+++ RECORD EXTRACTS +++
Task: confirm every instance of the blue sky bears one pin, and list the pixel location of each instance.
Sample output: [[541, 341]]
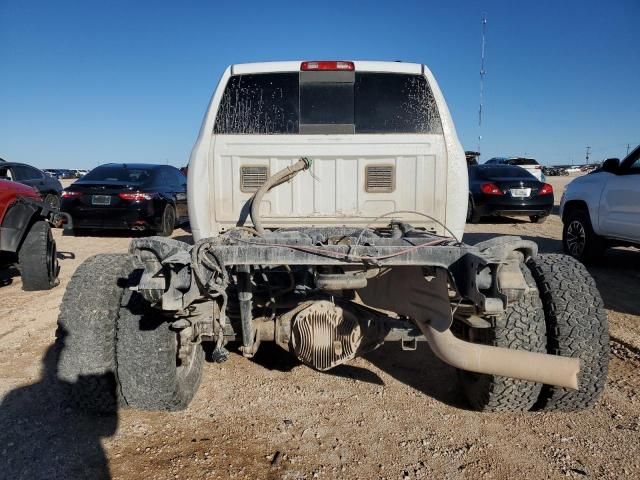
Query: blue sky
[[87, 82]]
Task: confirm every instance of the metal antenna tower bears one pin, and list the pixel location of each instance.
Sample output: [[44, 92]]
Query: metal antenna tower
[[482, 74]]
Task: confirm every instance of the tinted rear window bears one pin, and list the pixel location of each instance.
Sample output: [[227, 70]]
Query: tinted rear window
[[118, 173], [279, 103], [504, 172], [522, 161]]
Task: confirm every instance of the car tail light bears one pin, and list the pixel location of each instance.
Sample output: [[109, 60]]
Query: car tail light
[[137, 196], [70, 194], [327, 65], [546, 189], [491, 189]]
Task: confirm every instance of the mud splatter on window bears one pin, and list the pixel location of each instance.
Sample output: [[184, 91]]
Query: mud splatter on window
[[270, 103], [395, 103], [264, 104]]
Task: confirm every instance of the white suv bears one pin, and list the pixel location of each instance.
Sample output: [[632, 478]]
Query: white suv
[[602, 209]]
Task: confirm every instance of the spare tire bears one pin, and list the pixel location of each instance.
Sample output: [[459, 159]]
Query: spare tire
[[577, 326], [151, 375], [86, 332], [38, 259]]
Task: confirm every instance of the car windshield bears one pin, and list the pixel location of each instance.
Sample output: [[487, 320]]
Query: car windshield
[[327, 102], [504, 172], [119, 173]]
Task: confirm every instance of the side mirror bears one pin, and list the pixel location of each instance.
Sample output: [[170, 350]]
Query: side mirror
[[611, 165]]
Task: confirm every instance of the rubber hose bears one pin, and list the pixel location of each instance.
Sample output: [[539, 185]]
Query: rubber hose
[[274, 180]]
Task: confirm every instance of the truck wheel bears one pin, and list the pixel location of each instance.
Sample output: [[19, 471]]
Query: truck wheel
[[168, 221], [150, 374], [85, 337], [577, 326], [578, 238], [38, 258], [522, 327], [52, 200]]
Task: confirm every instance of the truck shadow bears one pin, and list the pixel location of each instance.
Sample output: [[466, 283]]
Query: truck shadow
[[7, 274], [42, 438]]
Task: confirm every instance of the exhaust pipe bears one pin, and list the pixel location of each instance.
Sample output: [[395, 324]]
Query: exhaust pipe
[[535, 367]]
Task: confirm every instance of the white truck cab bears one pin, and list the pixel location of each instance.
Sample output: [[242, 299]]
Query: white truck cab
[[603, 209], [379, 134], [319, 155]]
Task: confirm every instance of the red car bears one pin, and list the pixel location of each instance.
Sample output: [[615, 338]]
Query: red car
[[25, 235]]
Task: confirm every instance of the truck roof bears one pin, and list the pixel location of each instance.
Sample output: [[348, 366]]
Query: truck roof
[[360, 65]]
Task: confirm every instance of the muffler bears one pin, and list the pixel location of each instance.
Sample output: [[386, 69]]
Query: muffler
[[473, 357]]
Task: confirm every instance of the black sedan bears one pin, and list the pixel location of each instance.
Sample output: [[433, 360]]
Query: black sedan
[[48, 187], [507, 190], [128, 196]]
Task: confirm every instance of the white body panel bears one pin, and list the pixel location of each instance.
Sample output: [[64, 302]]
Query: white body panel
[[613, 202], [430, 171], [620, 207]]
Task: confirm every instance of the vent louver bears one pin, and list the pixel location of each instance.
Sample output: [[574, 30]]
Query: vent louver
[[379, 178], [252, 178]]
+++
+++ RECORD EXTRACTS +++
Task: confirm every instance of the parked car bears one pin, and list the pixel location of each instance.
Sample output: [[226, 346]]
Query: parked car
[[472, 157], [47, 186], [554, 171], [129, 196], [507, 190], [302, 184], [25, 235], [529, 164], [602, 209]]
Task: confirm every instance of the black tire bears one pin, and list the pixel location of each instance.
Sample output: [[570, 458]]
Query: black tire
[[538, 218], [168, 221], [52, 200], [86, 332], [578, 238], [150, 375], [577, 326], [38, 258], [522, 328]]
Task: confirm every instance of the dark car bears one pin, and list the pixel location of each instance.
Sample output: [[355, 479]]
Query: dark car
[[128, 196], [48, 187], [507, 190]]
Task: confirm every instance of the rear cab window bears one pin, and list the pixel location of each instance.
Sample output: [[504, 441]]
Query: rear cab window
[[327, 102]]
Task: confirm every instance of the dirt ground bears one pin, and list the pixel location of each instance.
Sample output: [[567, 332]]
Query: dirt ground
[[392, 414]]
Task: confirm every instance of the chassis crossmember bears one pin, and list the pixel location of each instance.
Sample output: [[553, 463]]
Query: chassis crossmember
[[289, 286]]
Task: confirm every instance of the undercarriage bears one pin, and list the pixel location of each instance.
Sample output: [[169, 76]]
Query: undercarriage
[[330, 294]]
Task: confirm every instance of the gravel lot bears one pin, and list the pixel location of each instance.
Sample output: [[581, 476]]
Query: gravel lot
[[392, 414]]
+++
YOUR TASK = The expected output is exactly the lines of the listing above between the line holding "Sample output: [[459, 159]]" and the line holding "Sample output: [[64, 302]]", inclusive.

FINISHED EXERCISE =
Sample output: [[459, 159]]
Query: spare tire
[[577, 326], [151, 375], [86, 332], [38, 259]]
Task: confirm every instance of the car windshield bears one pin, and list the pixel location of each instance.
Sample output: [[487, 320]]
Query: car windshield
[[327, 102], [504, 172], [119, 173]]
Task: confirm every instance of the side mirror bears one pin, and list the pixel location of each instance.
Sample output: [[170, 350]]
Query: side mirror
[[611, 165]]
Task: confirm every instance of the rubber hose bears one pin, and list the pixel location of each instance.
Sample output: [[539, 185]]
Query: rubber hose
[[274, 180]]
Task: confirm every instance of the truck wheel bears one pin, and list the pixel location of each instance.
Sample output: [[19, 471]]
Query: truck wheel
[[168, 221], [150, 374], [85, 337], [577, 326], [578, 238], [38, 258], [522, 327], [52, 200]]
Task: confirm every instance of the truck shadow bears one pin, and list the pixel location of each instance.
Sample output: [[466, 283]]
Query: truck shadow
[[7, 274], [42, 438]]
Task: confirm every instance of the exhaust pipe bears one pin, and list the pixel location of each instance.
Sample output: [[395, 324]]
Query: exhaust pipe
[[535, 367]]
Task: confirm every instance of the white truck cab bears one pin, and list the pixel location of each instance.
Sample output: [[242, 299]]
Query: white truck cab
[[603, 209], [379, 134], [319, 155]]
Task: confirm every instance of the red car bears one pin, and list the pixel location of each instance.
Sample output: [[615, 338]]
Query: red car
[[25, 235]]
Task: confirm every instance of the truck roof bears one pin, and list the pixel location of each instance.
Sample output: [[348, 366]]
Query: truck roof
[[360, 65]]
Task: confirm every instance of the muffler bears one pin, and list the pixel location of each instance.
Sample output: [[386, 69]]
Query: muffler
[[473, 357]]
Task: confirm every instance of the black sedan bears one pin, and list the pixel location of each instance.
Sample output: [[433, 360]]
Query: black sedan
[[48, 187], [507, 190], [128, 196]]
Task: confirm every instance of the white body panel bears one pin, and list the pixel location of each instance.
Sample output: [[64, 302]]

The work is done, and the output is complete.